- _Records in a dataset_
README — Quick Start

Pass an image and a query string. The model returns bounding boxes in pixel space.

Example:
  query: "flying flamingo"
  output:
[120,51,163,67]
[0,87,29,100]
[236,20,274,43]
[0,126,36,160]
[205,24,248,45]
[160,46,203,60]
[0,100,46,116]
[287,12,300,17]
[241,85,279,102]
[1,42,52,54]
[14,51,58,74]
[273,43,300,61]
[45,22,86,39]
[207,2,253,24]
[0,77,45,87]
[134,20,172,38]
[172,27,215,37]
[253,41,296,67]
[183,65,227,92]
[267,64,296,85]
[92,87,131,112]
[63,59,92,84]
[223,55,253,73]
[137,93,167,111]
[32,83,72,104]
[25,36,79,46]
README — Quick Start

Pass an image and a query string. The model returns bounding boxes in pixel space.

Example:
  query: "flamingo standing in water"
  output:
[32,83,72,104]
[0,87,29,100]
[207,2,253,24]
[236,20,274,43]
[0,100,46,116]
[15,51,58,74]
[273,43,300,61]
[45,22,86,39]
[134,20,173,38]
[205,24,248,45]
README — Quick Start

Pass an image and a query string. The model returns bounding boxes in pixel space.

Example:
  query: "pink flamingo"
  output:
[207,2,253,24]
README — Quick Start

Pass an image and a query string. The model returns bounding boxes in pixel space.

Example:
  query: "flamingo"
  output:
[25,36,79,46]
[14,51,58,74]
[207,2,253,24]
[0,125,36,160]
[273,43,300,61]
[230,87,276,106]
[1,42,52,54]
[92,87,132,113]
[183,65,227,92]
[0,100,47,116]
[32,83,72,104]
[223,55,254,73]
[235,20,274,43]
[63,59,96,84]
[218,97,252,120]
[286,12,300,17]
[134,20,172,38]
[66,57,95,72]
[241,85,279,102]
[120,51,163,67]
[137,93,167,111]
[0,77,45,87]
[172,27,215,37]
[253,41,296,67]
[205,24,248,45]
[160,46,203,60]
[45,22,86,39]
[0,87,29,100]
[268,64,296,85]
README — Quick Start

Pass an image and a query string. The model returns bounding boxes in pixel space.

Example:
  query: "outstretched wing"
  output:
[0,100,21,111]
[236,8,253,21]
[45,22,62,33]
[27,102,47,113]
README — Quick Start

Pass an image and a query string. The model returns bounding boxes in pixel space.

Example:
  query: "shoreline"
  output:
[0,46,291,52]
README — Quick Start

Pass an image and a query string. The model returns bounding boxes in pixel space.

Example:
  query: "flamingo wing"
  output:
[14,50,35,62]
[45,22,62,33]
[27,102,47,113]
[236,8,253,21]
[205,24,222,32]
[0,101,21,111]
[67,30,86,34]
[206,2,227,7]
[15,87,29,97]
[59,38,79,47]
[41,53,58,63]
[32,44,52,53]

- _WORK TO COMPLETE_
Pick out every line of the data above that contains the word "flamingo" and copy each one. Matching is case-sensitive.

- _COMPLETE ANSWER_
  query: "flying flamingo"
  query: "flamingo standing in water"
  query: "pink flamingo"
  query: "flamingo"
  query: "flamingo wing"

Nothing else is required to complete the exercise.